▶ _Work task_: Among the lines of data below, reproduce only those from the one with "Task: annotate the black" through the one with "Task: annotate the green moss", exactly as they stand, both ends included.

▶ _Material for this task_:

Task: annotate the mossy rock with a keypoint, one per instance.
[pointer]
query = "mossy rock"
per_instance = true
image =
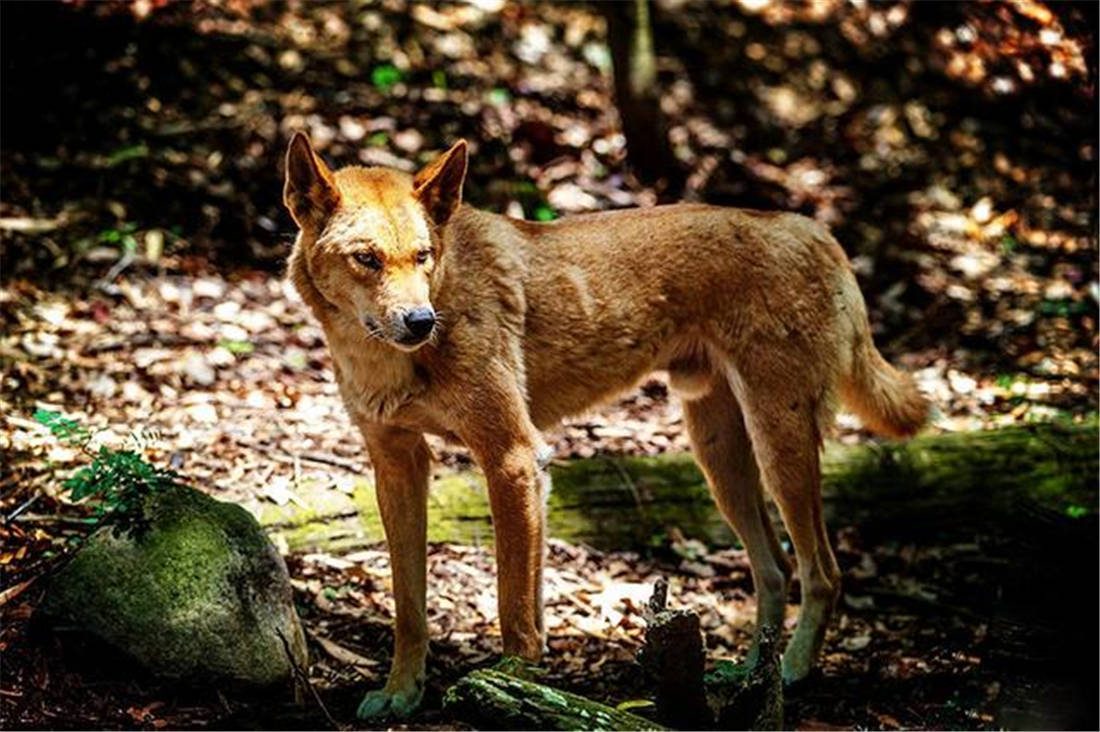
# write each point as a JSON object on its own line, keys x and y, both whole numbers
{"x": 200, "y": 594}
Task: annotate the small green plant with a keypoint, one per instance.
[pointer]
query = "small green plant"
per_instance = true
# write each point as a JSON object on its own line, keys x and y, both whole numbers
{"x": 118, "y": 481}
{"x": 123, "y": 235}
{"x": 385, "y": 77}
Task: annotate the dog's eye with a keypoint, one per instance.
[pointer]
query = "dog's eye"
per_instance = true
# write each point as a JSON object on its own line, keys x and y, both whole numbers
{"x": 370, "y": 260}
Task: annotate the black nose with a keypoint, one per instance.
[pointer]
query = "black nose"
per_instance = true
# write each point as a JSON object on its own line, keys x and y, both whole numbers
{"x": 419, "y": 321}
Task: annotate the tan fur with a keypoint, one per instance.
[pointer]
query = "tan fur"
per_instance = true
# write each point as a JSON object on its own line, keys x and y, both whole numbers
{"x": 757, "y": 317}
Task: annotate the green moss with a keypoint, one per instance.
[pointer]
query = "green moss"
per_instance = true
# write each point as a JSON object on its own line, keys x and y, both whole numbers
{"x": 201, "y": 592}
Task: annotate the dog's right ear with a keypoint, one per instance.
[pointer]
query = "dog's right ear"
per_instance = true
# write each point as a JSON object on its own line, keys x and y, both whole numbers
{"x": 310, "y": 192}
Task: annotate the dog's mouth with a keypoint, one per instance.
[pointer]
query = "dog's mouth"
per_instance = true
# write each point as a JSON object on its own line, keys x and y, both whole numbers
{"x": 410, "y": 342}
{"x": 407, "y": 341}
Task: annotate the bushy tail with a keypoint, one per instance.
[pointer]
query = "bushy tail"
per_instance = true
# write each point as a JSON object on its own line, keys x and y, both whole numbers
{"x": 886, "y": 400}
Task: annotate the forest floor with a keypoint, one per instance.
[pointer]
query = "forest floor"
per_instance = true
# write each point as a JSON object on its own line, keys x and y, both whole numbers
{"x": 142, "y": 296}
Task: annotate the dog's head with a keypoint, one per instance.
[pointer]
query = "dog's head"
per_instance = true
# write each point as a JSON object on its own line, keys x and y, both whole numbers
{"x": 370, "y": 237}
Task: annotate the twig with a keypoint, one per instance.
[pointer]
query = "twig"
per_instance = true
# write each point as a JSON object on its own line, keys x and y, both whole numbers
{"x": 350, "y": 466}
{"x": 23, "y": 506}
{"x": 304, "y": 679}
{"x": 14, "y": 591}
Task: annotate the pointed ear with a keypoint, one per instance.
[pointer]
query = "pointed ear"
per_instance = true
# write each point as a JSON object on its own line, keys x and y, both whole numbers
{"x": 310, "y": 193}
{"x": 439, "y": 185}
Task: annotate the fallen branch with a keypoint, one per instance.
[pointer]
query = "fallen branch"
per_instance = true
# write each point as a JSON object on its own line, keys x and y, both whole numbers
{"x": 304, "y": 680}
{"x": 493, "y": 700}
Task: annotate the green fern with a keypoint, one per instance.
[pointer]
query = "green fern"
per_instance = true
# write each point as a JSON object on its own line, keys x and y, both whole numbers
{"x": 118, "y": 481}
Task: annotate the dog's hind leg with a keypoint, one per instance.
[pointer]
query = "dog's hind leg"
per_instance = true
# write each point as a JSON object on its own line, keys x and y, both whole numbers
{"x": 402, "y": 467}
{"x": 782, "y": 424}
{"x": 724, "y": 452}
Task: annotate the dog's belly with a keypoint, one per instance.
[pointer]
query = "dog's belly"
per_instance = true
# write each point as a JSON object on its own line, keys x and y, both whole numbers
{"x": 563, "y": 382}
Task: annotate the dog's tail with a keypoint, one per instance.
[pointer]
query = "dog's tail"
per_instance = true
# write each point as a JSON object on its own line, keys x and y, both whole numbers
{"x": 886, "y": 399}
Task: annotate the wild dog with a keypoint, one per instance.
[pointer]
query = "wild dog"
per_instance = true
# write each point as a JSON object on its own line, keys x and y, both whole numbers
{"x": 449, "y": 320}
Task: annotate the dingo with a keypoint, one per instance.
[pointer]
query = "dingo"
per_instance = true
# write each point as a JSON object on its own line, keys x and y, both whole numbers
{"x": 484, "y": 329}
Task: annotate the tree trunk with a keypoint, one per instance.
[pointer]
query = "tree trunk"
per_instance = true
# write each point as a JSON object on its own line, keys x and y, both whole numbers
{"x": 630, "y": 36}
{"x": 492, "y": 700}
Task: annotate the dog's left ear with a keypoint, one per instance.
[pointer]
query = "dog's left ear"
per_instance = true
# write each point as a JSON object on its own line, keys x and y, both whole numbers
{"x": 439, "y": 185}
{"x": 309, "y": 192}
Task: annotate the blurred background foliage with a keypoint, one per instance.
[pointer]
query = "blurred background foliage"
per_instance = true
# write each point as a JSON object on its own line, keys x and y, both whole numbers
{"x": 952, "y": 146}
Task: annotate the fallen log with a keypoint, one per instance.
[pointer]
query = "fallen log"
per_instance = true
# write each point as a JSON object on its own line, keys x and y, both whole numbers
{"x": 492, "y": 700}
{"x": 947, "y": 481}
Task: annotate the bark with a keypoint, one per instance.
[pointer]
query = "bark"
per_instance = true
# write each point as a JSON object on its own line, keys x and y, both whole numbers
{"x": 493, "y": 700}
{"x": 953, "y": 483}
{"x": 637, "y": 96}
{"x": 673, "y": 656}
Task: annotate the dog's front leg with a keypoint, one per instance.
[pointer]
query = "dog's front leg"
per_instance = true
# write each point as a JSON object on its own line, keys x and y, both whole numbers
{"x": 402, "y": 468}
{"x": 509, "y": 450}
{"x": 516, "y": 502}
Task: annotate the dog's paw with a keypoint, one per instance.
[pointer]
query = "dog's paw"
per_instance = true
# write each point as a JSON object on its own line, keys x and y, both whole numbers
{"x": 381, "y": 703}
{"x": 519, "y": 667}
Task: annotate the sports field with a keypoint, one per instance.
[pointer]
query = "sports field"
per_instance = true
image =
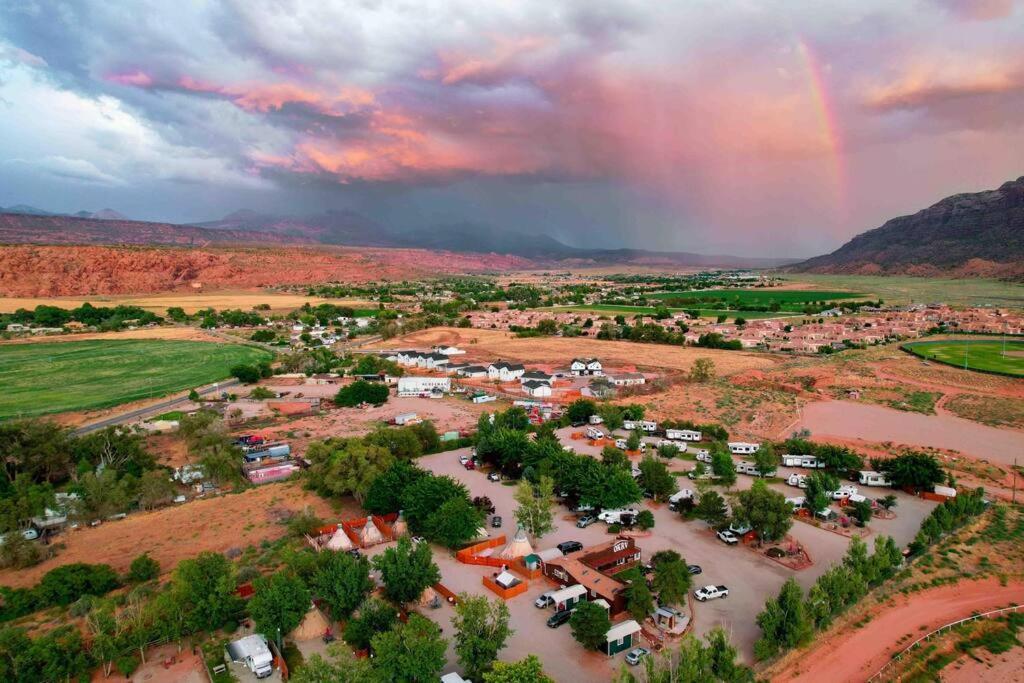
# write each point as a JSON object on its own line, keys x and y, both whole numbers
{"x": 612, "y": 309}
{"x": 992, "y": 355}
{"x": 786, "y": 299}
{"x": 46, "y": 378}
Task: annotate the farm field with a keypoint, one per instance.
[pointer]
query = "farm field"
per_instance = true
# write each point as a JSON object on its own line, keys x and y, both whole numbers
{"x": 893, "y": 289}
{"x": 611, "y": 309}
{"x": 991, "y": 355}
{"x": 46, "y": 378}
{"x": 279, "y": 302}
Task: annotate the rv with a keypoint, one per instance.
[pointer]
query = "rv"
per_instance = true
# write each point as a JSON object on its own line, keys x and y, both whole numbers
{"x": 869, "y": 478}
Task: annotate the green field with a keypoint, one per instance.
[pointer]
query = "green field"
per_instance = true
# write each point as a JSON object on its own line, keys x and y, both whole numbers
{"x": 611, "y": 310}
{"x": 990, "y": 355}
{"x": 787, "y": 299}
{"x": 57, "y": 377}
{"x": 973, "y": 292}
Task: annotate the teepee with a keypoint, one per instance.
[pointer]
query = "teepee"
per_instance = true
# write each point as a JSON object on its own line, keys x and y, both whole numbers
{"x": 518, "y": 547}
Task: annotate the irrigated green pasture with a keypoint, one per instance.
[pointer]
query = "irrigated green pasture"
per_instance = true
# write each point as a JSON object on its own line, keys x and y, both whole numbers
{"x": 56, "y": 377}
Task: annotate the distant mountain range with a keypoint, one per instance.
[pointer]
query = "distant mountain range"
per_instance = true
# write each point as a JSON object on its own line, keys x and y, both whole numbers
{"x": 23, "y": 224}
{"x": 970, "y": 235}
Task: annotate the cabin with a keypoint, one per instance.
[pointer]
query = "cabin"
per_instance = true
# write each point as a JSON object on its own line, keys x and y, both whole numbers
{"x": 505, "y": 372}
{"x": 682, "y": 435}
{"x": 870, "y": 478}
{"x": 622, "y": 637}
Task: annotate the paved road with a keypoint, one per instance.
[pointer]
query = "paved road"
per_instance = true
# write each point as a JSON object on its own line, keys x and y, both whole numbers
{"x": 155, "y": 409}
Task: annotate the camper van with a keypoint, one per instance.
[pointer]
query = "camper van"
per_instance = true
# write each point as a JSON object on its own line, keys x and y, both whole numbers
{"x": 869, "y": 478}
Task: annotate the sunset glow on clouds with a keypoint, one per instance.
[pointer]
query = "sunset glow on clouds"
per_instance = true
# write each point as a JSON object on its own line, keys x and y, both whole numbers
{"x": 706, "y": 127}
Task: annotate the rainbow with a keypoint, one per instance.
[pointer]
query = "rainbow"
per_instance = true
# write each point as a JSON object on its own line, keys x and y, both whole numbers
{"x": 827, "y": 122}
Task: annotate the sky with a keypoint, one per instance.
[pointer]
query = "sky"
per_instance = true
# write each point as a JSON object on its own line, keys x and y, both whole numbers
{"x": 751, "y": 127}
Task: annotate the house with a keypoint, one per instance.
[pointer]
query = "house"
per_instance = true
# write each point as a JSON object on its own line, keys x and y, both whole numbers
{"x": 581, "y": 367}
{"x": 505, "y": 372}
{"x": 537, "y": 389}
{"x": 622, "y": 637}
{"x": 419, "y": 386}
{"x": 473, "y": 372}
{"x": 628, "y": 379}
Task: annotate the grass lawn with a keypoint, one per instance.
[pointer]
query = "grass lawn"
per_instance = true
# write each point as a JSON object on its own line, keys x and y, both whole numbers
{"x": 611, "y": 310}
{"x": 984, "y": 354}
{"x": 44, "y": 378}
{"x": 791, "y": 299}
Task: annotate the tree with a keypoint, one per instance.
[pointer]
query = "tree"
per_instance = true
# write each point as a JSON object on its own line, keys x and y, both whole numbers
{"x": 656, "y": 478}
{"x": 361, "y": 391}
{"x": 346, "y": 467}
{"x": 481, "y": 629}
{"x": 712, "y": 508}
{"x": 765, "y": 511}
{"x": 783, "y": 622}
{"x": 374, "y": 616}
{"x": 455, "y": 523}
{"x": 672, "y": 578}
{"x": 204, "y": 588}
{"x": 723, "y": 467}
{"x": 143, "y": 568}
{"x": 818, "y": 489}
{"x": 407, "y": 570}
{"x": 527, "y": 670}
{"x": 639, "y": 601}
{"x": 342, "y": 582}
{"x": 702, "y": 370}
{"x": 765, "y": 460}
{"x": 535, "y": 506}
{"x": 590, "y": 624}
{"x": 410, "y": 652}
{"x": 580, "y": 411}
{"x": 279, "y": 603}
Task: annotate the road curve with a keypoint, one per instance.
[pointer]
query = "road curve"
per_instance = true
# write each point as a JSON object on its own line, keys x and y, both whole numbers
{"x": 855, "y": 654}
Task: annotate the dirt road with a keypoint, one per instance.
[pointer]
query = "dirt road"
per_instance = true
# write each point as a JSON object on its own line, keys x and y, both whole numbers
{"x": 855, "y": 654}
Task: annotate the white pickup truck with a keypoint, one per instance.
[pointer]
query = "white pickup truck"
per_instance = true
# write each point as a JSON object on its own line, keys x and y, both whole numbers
{"x": 711, "y": 592}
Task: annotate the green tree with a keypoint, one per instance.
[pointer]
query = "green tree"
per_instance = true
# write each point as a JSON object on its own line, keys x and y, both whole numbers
{"x": 590, "y": 624}
{"x": 784, "y": 622}
{"x": 527, "y": 670}
{"x": 374, "y": 616}
{"x": 722, "y": 466}
{"x": 672, "y": 578}
{"x": 411, "y": 652}
{"x": 407, "y": 570}
{"x": 535, "y": 511}
{"x": 143, "y": 568}
{"x": 712, "y": 508}
{"x": 279, "y": 603}
{"x": 765, "y": 511}
{"x": 342, "y": 582}
{"x": 481, "y": 629}
{"x": 455, "y": 523}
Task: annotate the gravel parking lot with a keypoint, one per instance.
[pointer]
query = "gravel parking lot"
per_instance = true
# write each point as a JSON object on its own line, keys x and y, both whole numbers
{"x": 751, "y": 578}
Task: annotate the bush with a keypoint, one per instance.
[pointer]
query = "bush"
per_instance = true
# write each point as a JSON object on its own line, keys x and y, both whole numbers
{"x": 143, "y": 568}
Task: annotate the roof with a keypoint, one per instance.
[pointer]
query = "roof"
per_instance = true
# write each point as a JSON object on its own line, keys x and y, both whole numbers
{"x": 623, "y": 630}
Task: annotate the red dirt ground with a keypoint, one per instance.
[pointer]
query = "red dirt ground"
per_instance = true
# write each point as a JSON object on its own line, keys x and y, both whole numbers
{"x": 855, "y": 654}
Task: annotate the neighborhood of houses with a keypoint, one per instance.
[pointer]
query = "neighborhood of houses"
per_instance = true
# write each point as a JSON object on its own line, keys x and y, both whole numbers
{"x": 796, "y": 334}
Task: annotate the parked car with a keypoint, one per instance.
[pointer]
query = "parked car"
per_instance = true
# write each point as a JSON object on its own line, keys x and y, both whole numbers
{"x": 544, "y": 600}
{"x": 559, "y": 619}
{"x": 569, "y": 547}
{"x": 586, "y": 521}
{"x": 711, "y": 592}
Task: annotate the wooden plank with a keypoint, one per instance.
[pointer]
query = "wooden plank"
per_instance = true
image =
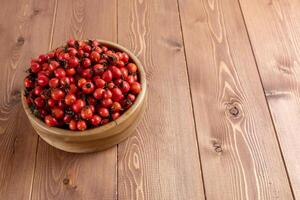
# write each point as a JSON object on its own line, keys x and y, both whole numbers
{"x": 161, "y": 160}
{"x": 61, "y": 175}
{"x": 25, "y": 30}
{"x": 276, "y": 48}
{"x": 240, "y": 155}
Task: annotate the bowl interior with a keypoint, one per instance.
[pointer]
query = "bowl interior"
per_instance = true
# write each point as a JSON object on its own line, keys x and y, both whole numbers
{"x": 121, "y": 119}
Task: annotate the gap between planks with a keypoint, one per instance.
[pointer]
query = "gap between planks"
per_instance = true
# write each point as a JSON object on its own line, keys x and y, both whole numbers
{"x": 38, "y": 137}
{"x": 191, "y": 98}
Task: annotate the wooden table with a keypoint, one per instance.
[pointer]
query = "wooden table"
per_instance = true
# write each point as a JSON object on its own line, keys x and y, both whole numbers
{"x": 223, "y": 115}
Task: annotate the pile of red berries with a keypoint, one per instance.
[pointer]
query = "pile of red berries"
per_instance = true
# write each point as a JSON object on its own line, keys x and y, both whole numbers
{"x": 82, "y": 85}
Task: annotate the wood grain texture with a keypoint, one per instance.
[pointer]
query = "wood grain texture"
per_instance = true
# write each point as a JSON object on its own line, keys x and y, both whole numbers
{"x": 277, "y": 51}
{"x": 160, "y": 161}
{"x": 61, "y": 175}
{"x": 24, "y": 29}
{"x": 240, "y": 155}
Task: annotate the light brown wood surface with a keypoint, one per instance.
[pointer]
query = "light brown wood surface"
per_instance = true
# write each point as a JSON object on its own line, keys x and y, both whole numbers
{"x": 277, "y": 52}
{"x": 24, "y": 31}
{"x": 237, "y": 141}
{"x": 161, "y": 160}
{"x": 222, "y": 115}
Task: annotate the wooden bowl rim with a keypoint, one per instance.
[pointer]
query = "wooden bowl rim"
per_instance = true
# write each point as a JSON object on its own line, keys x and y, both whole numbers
{"x": 108, "y": 126}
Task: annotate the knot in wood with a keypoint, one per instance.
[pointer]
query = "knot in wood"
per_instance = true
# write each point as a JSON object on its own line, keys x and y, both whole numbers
{"x": 66, "y": 181}
{"x": 234, "y": 111}
{"x": 20, "y": 41}
{"x": 218, "y": 147}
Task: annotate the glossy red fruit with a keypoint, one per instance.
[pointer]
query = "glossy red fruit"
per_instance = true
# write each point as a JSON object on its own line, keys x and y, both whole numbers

▶ _Task response_:
Task: annotate the black nose with a keypoint, one per instance.
[pointer]
query = "black nose"
per_instance = true
# write each point as a JSON object on its own line, keys x and y, both whole numbers
{"x": 419, "y": 321}
Task: annotate the tan fur with a keypoint, one per instance.
[pointer]
query = "tan fur"
per_instance = true
# write each point as a JSON object on its own line, keys x and y, both whole numbers
{"x": 757, "y": 317}
Task: annotate the green moss with a keypoint, one per instance.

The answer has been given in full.